ENTRIES SHOWN:
◆ ◆ ◆ ◆ ◆ ◆ ◆

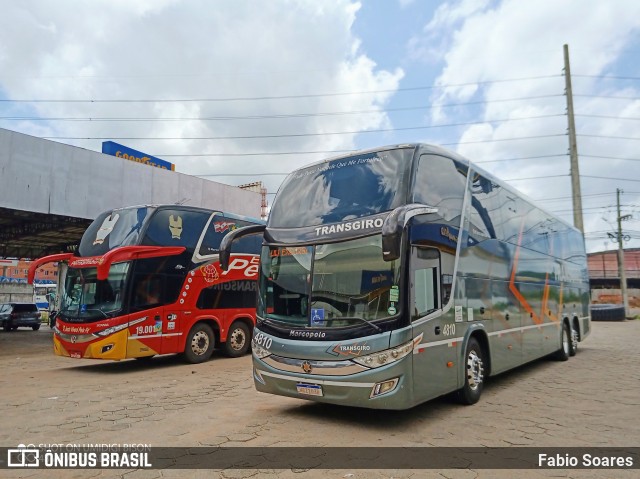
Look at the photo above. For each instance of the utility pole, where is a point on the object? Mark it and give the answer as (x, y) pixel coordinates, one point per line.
(621, 272)
(573, 147)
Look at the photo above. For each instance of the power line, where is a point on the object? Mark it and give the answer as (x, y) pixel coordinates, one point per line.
(607, 117)
(610, 158)
(605, 77)
(608, 178)
(608, 137)
(313, 95)
(611, 97)
(522, 158)
(278, 116)
(291, 135)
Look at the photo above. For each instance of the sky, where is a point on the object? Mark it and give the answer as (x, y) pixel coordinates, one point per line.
(238, 91)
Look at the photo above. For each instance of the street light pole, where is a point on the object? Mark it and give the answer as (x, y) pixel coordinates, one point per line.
(621, 271)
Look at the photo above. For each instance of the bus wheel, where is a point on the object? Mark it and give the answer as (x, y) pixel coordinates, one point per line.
(564, 352)
(199, 344)
(237, 340)
(575, 337)
(474, 373)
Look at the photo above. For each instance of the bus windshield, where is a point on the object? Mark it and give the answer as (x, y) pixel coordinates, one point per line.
(85, 299)
(328, 286)
(343, 189)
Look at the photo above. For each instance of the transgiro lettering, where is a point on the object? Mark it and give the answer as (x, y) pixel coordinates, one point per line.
(351, 226)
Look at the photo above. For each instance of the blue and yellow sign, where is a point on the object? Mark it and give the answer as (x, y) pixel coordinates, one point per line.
(114, 149)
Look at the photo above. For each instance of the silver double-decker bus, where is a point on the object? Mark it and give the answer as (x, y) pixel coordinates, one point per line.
(392, 276)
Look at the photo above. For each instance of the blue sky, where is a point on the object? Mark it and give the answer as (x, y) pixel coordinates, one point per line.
(267, 83)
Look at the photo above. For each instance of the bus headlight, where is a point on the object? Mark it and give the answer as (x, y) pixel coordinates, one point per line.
(385, 357)
(111, 330)
(258, 351)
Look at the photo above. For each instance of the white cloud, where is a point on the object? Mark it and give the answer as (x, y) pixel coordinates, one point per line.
(478, 42)
(194, 50)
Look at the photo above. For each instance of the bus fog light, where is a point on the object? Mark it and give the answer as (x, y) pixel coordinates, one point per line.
(384, 387)
(387, 356)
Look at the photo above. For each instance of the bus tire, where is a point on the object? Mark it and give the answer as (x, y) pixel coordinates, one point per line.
(474, 374)
(200, 343)
(575, 338)
(564, 352)
(238, 340)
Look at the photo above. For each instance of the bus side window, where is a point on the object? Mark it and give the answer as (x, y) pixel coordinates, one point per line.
(425, 281)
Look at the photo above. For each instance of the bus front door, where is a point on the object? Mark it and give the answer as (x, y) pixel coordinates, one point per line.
(433, 361)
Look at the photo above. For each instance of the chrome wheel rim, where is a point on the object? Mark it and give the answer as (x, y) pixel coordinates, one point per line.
(475, 370)
(200, 343)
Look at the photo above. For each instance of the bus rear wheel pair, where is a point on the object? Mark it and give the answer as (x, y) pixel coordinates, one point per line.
(201, 342)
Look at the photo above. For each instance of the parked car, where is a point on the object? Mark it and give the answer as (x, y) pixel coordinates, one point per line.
(16, 315)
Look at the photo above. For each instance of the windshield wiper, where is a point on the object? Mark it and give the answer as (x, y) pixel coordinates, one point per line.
(373, 325)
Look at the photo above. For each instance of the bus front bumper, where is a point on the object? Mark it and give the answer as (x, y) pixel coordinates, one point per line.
(380, 388)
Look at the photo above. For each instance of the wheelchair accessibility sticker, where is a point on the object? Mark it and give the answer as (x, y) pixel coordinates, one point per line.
(317, 317)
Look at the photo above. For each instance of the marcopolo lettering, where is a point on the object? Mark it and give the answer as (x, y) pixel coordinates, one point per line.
(350, 226)
(306, 334)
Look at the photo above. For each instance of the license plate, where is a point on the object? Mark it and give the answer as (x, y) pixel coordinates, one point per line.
(309, 389)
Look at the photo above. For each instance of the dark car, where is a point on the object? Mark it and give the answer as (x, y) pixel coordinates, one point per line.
(16, 315)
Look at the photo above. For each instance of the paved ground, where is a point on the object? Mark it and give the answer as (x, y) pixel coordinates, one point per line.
(591, 400)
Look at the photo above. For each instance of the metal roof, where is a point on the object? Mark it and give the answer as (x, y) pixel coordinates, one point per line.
(25, 234)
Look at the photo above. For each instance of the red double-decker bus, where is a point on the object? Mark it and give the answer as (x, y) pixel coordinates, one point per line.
(145, 280)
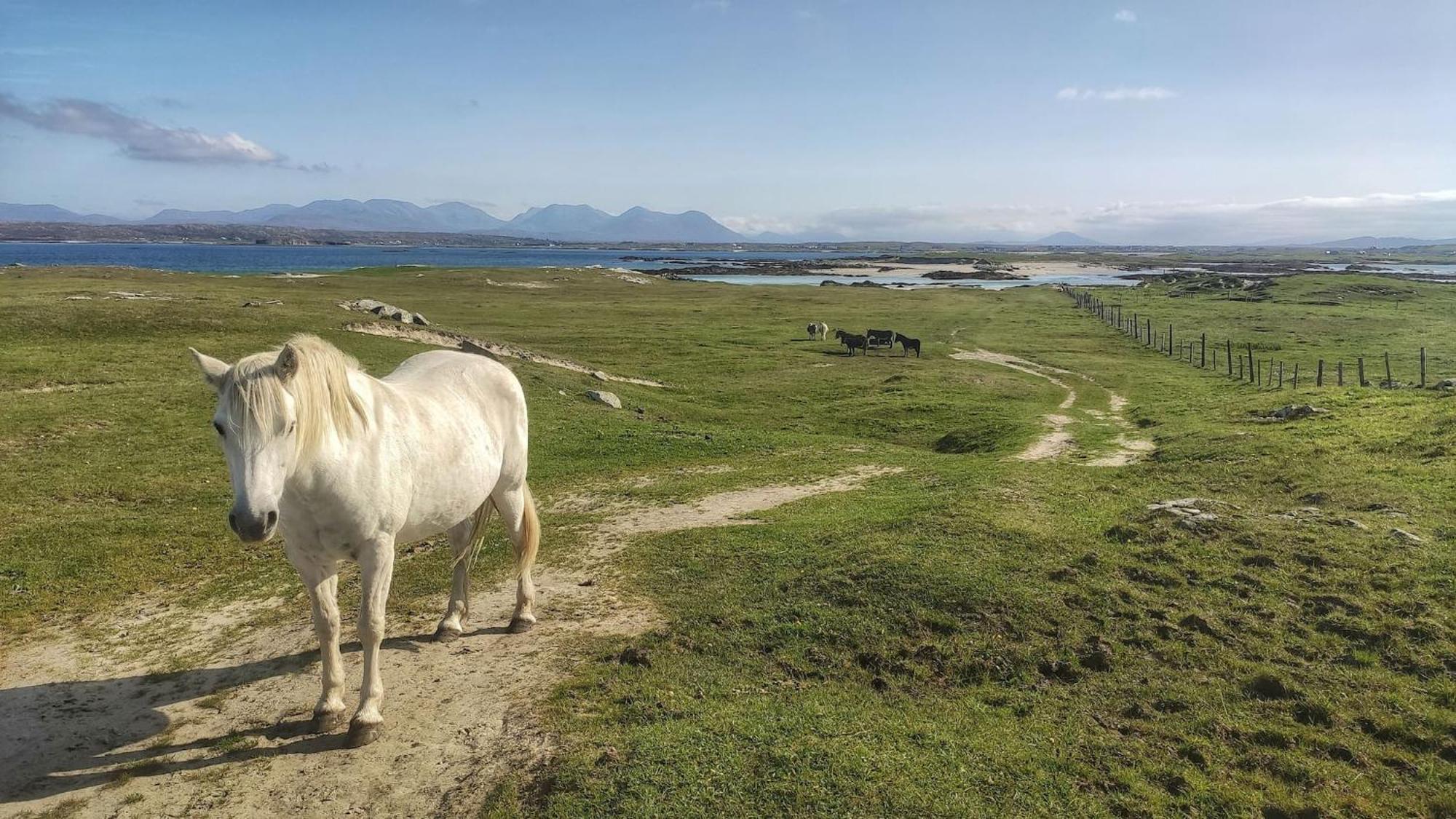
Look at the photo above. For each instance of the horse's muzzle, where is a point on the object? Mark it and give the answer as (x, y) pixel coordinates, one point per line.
(253, 528)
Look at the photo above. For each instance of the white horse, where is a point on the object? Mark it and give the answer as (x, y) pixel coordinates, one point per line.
(346, 465)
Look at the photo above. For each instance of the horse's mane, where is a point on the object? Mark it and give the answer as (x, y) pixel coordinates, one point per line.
(323, 397)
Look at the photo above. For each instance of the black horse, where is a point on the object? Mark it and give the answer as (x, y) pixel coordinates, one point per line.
(908, 344)
(852, 341)
(882, 337)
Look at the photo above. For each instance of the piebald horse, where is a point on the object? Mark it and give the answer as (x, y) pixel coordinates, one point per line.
(346, 465)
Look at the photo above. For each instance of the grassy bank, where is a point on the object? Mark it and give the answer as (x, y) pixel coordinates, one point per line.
(972, 636)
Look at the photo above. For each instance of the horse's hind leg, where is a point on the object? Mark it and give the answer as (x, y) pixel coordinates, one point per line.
(519, 513)
(462, 537)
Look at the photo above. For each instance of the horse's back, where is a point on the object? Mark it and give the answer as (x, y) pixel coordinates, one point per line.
(464, 389)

◆ ◆ ◆ ◆ ◆ ◆ ◆

Retype the records verbatim, but not their images.

TASK ANSWER:
Look at the photo above. For each instance of the utility pole, where is a point on the object? Mark it and give the answer as (x, y) pixel coordinates, one point per line.
(621, 272)
(573, 147)
Look at the photo above. For each instance of the power line, where is a point on the object? Mark it and give the answer as (x, y) pixel coordinates, one point per line.
(607, 117)
(610, 158)
(605, 77)
(608, 178)
(608, 137)
(313, 95)
(611, 97)
(522, 158)
(278, 116)
(291, 135)
Look at the photo above. For each instance of the sky, where is a point on the object? Mark it and give the answer as (x, y) pixel coordinates, one point per line.
(238, 91)
Look at the photo above. For each instance of the street light pole, where is a point on the object? Mark it and give the answer as (x, y) pixel coordinates, one point per line.
(621, 271)
Look at the photo above. For each instance of the bus wheel, where is a point on the object? Mark it and give the answer as (x, y) pixel coordinates, one point per line.
(564, 352)
(199, 344)
(237, 340)
(575, 337)
(474, 373)
Look at the photo above. For each instance of the bus windshield, where is a point on the object? Mark it and give the answer as (x, y) pixel coordinates, one point per line.
(85, 299)
(328, 286)
(343, 189)
Look at the photo above. For each instance of the transgiro lettering, where is a point on the object? Mark it and give the answer as (x, y) pixel coordinates, one point per line.
(351, 226)
Look at the photo above. For each instance of the blue and yellow sign, where is a point on the object? Mark it and give the answer as (x, y) pixel coordinates, one point per line.
(114, 149)
Look at the photo above. For each instance of the silver double-decker bus, where is a point on the object? Mark it and give the answer as (x, y) pixel coordinates, one point per line.
(392, 276)
Look at the photo above. For each instance of the blue sky, where is a point on the object? Mark it and give the answer as (x, y) pixel coordinates, one point per line.
(267, 83)
Look at the photo above. For each instance of the bus headlight, where is a point on the object? Mark it and give the answer as (x, y) pixel coordinates, one point per line.
(385, 357)
(111, 330)
(258, 351)
Look at the photo above. For each instance of the white cloud, where is a point on the object? Mark it and give the answer as (x, y) pixel coordinates, one point per line.
(478, 42)
(194, 50)
Look at the photo above. For each instance of the bus fog light, where is a point on the object? Mark it and give the answer as (x, y) pixel coordinates, one point per line.
(384, 387)
(387, 356)
Look at the photo above. For each instance of the bus tire, where is a point on the object? Mark it and give the answer as (x, y) pixel coordinates, one point per line.
(474, 374)
(200, 343)
(575, 338)
(564, 352)
(238, 340)
Look at the photo above. For each instance of the bus side window, where is a point on the object? Mark it and give the answer as (x, y) pixel coordinates, one point per line.
(425, 281)
Look at the photo above. For each instance of the bus front door, where is a point on the object? Mark it and give the answer as (x, y) pixel coordinates, one point per line.
(433, 361)
Look at the photo above. For each instance of the chrome wheel rim, where is a point on the object? Mark it and give the answer as (x, y) pixel coordinates, one point per line.
(475, 370)
(200, 343)
Look at the photo above. For each instance of the bus rear wheel pair, where is a point on the object? Mark it and give the answer as (x, y) pixel coordinates, one point per line.
(201, 342)
Look at the photo above. For each instance of the parked car, where is a point on the object? Mark it and give the answer as (x, y) pixel coordinates, one point per line.
(16, 315)
Look at the photo above. For each instance of the windshield wiper, where is a point on the object? Mark it and give the answer as (x, y) pixel coordinates, one point per line.
(373, 325)
Look at the photo above. For each instance of the bus front bumper, where is a point on the object? Mark it and give the answer as (x, y) pixel coordinates, one point per line.
(380, 388)
Look at the photo above. For each instance of the wheelchair accessibility sticker, where is a point on the object? Mark it and give the answer as (x, y) pixel coordinates, one point per line.
(317, 317)
Look at the photo above. For each instance of the marcopolo lettering, where is a point on the object? Mark it and give the answer as (x, y) pixel coordinates, one point per line.
(350, 226)
(306, 334)
Look at the photo above. For each instance of the license plate, where is a point on the object? Mark it and give the answer as (x, y) pixel coordinates, one point per line.
(309, 389)
Look at the photo above. For each instance of the dark car, where is a point on the object? Mark it and give the answer as (x, y) pixel coordinates, one point per line.
(16, 315)
Look at the photo above. For each instance of the paved ground, where is a point on the object? Mark it and give the answer as (x, y) pixel coordinates, one point per line.
(591, 400)
Look at the photo above. For each instance of the metal roof, where is a point on the object? Mark it and give the answer as (x, y) pixel coordinates, one point per line.
(25, 234)
Look at the photo above. For each instance of the red double-decker bus, where is a point on the object? Mark it and give the answer as (x, y) pixel coordinates, one point per line.
(145, 280)
Look at the photo above. For each instance of the horse's muzzle, where is a point on the object? Mark it and give the answer as (x, y) pixel coordinates, one point per line.
(253, 528)
Look at the photo above. For each instance of the white horse, where is a point on the object? Mark it and give the answer as (x, y) pixel coordinates, one point per line.
(346, 465)
Look at the photo above. For each instance of the horse's mane, where is a point on the object? Mark it and give the answer as (x, y) pixel coordinates, one point per line.
(323, 397)
Look at the photo above. For each instance of the black horse, where is a point on the object? Mark it and give the answer as (x, y) pixel coordinates, one point per line.
(908, 344)
(852, 341)
(882, 337)
Look at the photo above. For each instance of the piebald horse, where is a point on the object? Mark it and give the answer as (x, y) pixel coordinates, one point per line.
(346, 465)
Look at the photo above. For each instance of the grassy bank, where is a point on the object? Mark it and give the answer as (x, y) pixel coordinates, one point per line.
(972, 636)
Look at the photo above. For each instance of the horse's hind leg, where is a point on the object? Mark it and give the answer as (x, y) pixel coordinates, one point per line.
(519, 513)
(462, 537)
Look at the photo above. For each instance of the horse's back, where is a point on the object? Mark it and give the answer as (x, y) pixel coordinates, one point per line.
(464, 389)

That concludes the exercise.